◆ **Задачи для решения**:
A. К каким наукам во фрагменте об этногенезе отнесены география и история?
B. Продолжите фрагмент об этногенезе и биосфере Земли, начиная после его последнего предложения.

◆ **Фрагмент документа**:
+ + + + +
Этногенез и биосфера Земли - Лев Гумилёв
Шрифт:
Интервал:
Закладка:
Прежде всего отметим, что география (за исключением, пожалуй, экономической), а следовательно, и входящая в нее этнология – наука естественная, а история – наука гуманитарная. Значит, изучая этногенез (возникновение и исчезновение этносов) как природный процесс, протекающий в биосфере (одной из оболочек планеты Земля), исследователь применяет методы географии, а составляя этническую историю региона, он пользуется традиционными методами исторической науки, лишь добавляя к ним данные географии, разумеется, не школьной, а современной, научной, где ставятся вопросы о локальных особенностях антропогенных биоценозов, микромутациях, изменяющих только поведенческие признаки человека, и сукцессиях, связанных с миграционными процессами. Если же рассматривать этнос как «социальную категорию», то это будет означать, что географические факторы для развития этносов «не могут иметь значения».[171] Абсурдность тезиса очевидна самому автору, который ниже пишет, что «они могли сильно замедлить или, напротив, ускорить развитие отдельных этнических общностей».[172] Если принять это последнее, верное суждение, то, согласно предварительному условию, этнос не социальная общность.
+ + + + +
(Строки для определения местоположения)

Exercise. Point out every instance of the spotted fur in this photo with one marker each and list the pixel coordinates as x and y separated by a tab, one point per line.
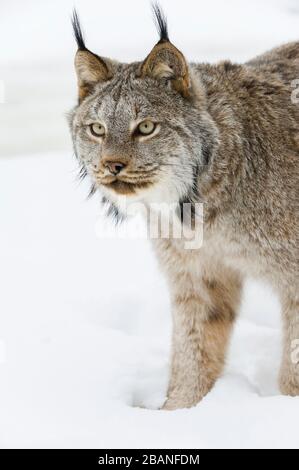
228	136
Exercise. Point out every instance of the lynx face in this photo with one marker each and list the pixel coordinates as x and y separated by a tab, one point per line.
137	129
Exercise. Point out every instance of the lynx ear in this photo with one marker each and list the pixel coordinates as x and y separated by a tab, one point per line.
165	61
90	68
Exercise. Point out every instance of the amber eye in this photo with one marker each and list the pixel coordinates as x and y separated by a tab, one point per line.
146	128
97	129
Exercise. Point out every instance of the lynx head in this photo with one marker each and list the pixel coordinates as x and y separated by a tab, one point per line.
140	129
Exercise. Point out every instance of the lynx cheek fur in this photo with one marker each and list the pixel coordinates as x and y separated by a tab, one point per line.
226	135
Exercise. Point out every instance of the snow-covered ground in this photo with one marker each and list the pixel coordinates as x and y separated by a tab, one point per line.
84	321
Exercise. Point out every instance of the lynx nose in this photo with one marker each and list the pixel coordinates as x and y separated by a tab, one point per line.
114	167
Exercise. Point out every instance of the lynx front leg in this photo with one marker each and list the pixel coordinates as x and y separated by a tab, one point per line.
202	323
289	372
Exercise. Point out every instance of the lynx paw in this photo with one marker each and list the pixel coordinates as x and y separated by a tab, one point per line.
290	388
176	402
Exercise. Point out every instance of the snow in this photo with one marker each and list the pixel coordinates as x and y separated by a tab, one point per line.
+ + + + +
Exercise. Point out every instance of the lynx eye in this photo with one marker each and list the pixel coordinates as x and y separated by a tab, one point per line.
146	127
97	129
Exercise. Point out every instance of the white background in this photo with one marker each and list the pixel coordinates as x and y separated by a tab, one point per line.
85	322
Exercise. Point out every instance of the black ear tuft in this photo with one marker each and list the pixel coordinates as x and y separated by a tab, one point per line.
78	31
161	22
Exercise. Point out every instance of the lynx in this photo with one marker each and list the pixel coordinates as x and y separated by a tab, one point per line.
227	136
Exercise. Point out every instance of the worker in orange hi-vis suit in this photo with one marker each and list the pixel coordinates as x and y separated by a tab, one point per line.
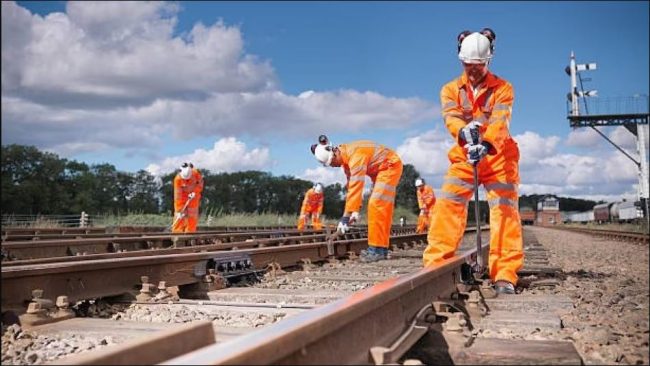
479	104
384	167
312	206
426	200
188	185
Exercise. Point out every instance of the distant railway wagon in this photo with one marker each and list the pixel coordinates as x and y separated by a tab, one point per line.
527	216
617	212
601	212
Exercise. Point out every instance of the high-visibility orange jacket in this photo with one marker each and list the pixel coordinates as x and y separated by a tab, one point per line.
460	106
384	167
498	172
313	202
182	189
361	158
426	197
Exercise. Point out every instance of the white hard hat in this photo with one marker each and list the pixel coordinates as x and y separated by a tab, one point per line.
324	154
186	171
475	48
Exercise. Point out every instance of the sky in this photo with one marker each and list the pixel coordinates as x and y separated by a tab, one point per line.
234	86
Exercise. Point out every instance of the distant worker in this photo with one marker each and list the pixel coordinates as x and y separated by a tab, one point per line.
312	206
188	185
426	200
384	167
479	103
+ + + + +
◆ **Решённые задания**:
A. География вместе с входящей в нее этнологией отнесена к естественным наукам, а история к гуманитарным.

B.
Напомним, что в письме И. Блоху от 21–22 сентября 1890 г. Ф. Энгельс писал: «…согласно материалистическому пониманию истории в историческом процессе определяющим моментом в конечном счете является производство действительной жизни. Ни я, ни Маркс большего никогда не утверждали. Если же кто-нибудь искажает это положение в том смысле, что экономический момент является будто единственно определяющим моментом, то он превращает это утверждение в ничего не говорящую, абстрактную, бессмысленную фразу».[173] В согласии с этим тезисом мы полагаем, что любой непосредственно наблюдаемый процесс этногенеза имеет наряду с социальным природный аспект.
Человек в биоценозе
Всем видам позвоночных свойственны: инстинкт личного и видового самосохранения, проявляющийся в размножении и заботе о потомстве, стремление распространиться на возможно большую площадь и способность приспособления к среде (адаптация). Однако последняя не безгранична. Чаще всего животное обитает на определенном участке земной поверхности, к которому приспособились его предки. Медведь не пойдет в пустыню, выдра не полезет на высокую гору, заяц не прыгнет в реку за рыбой.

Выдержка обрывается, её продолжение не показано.